WORK ORDER. In the timeline of Mary Elizabeth Garrett's life, reproduce word for word the passage from "1884 Death of" up to and including "at $9 million.".

PASSAGE FOR REVIEW.

Late 1860s and 1870s “Papa’s Secretary”
John W. Garrett recognizes and nurtures his daughter’s natural aptitude for business. In her teens and early twenties she frequently assists him in his business dealings.

1878 the “Friday evening” group
Garrett meets regularly with a group of high-minded young women in Baltimore to discuss literature, philosophy, and social issues. They refer to themselves as the “Friday evening” group, since they meet on the second Friday of each month. The group includes Bessie King, Mamie Gwinn, M. Carey Thomas, and Julia Rogers.

1879-1882 Advanced Schooling
Garrett fails a college entrance examination because of anxiety and an inability to concentrate. Not passing this exam is a particularly devastating setback since her father had discouraged her from attending college and actively seeking a career and from accepting suitors. She later graduates from a seminary in New Jersey.

1883 Death of Mother
Rachel Harrison Garrett, Mary Elizabeth’s mother, dies on 15 November.

1884 Death of Father
John Work Garrett, Mary Elizabeth’s father, dies on 26 September. Having named his daughter co-executor of his estate, he leaves her one third of his fortune, estimated at $9 million.

1885-1890 Founding of Bryn Mawr School
Mary Elizabeth Garrett funds the establishment of the Bryn Mawr School, the first of her large-gift philanthropies. M. Carey Thomas directs the school’s curriculum while Garrett leads its financing and administration. She oversees the planning and construction of the new building. One of the best-equipped education facilities in 19th Century Baltimore, it meets all the functional needs of the forward-looking new curriculum.

RECORDS SHOWN.
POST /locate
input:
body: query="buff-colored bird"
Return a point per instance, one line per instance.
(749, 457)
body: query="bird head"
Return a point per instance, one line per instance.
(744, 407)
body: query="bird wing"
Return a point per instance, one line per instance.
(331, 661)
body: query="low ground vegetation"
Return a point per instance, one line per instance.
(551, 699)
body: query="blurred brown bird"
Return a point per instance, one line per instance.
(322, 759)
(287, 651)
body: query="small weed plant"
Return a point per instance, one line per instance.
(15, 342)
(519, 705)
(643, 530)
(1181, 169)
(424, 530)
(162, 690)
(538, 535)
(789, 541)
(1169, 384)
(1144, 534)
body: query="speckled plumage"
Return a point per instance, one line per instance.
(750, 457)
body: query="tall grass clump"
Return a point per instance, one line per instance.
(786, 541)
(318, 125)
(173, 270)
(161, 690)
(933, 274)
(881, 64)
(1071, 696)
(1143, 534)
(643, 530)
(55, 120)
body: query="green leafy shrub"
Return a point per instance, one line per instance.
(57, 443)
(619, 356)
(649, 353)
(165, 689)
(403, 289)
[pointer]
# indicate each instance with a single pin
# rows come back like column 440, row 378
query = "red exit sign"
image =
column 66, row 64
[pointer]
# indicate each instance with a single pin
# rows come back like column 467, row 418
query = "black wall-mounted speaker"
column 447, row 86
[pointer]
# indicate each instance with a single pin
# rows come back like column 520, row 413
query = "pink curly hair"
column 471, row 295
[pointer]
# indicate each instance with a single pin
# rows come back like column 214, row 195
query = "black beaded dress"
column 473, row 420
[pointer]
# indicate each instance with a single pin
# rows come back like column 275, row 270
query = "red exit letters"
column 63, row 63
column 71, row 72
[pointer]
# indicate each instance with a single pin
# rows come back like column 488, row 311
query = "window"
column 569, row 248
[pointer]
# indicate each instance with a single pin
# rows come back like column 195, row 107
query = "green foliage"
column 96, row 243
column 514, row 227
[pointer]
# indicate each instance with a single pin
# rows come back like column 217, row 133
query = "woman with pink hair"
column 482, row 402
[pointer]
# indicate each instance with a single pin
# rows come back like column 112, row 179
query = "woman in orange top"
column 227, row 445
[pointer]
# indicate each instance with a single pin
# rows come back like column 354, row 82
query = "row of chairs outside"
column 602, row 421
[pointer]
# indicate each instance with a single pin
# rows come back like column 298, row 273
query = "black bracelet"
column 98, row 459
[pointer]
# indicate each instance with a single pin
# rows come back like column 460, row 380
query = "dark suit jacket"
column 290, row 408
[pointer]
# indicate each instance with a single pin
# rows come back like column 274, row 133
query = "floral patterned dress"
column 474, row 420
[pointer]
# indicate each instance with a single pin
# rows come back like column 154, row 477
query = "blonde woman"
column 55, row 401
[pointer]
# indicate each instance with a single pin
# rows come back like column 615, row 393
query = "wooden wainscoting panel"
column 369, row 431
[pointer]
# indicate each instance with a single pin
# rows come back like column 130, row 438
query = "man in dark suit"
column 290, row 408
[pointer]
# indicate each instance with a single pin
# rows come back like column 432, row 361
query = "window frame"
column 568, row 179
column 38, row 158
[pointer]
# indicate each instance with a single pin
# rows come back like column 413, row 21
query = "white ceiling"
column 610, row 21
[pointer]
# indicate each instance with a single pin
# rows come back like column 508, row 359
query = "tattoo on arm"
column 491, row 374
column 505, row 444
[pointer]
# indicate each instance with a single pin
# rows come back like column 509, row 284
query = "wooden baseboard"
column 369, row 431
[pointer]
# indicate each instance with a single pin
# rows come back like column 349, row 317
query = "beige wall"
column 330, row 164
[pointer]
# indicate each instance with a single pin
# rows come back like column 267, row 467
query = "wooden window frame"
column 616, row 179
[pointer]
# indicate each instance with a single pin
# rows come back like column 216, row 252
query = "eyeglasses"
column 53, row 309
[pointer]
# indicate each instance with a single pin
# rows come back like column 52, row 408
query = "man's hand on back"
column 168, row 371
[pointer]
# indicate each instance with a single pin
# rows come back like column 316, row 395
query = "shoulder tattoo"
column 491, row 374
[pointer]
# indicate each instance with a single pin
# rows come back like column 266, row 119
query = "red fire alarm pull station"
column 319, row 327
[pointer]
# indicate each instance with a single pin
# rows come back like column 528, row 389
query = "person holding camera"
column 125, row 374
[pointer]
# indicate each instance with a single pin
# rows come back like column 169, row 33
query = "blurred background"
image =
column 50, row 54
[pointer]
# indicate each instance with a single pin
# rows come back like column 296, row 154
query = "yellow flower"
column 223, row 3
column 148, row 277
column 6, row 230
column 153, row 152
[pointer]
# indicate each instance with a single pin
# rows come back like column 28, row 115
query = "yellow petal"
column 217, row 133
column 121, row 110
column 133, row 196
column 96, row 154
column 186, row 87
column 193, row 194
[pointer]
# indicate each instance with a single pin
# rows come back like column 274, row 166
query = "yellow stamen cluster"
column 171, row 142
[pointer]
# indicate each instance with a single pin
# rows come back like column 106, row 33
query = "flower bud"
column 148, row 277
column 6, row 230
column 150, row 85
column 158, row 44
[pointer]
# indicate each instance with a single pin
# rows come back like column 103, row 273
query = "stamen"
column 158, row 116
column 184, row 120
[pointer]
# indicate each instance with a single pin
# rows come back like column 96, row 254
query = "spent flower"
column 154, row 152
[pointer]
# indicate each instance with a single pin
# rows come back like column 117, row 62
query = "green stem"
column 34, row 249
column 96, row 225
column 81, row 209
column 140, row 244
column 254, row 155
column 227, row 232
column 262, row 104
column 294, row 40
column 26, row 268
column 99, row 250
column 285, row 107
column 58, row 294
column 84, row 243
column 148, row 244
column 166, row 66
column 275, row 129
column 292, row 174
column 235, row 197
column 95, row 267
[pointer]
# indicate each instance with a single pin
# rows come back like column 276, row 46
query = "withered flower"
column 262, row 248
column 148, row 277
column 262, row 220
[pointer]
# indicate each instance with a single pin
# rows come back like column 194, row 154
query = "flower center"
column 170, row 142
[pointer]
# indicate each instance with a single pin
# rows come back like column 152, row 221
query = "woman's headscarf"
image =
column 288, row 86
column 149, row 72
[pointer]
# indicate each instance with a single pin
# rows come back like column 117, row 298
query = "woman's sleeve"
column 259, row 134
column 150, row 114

ANSWER TO THE EXERCISE.
1884 Death of Father
John Work Garrett, Mary Elizabeth’s father, dies on 26 September. Having named his daughter co-executor of his estate, he leaves her one third of his fortune, estimated at $9 million.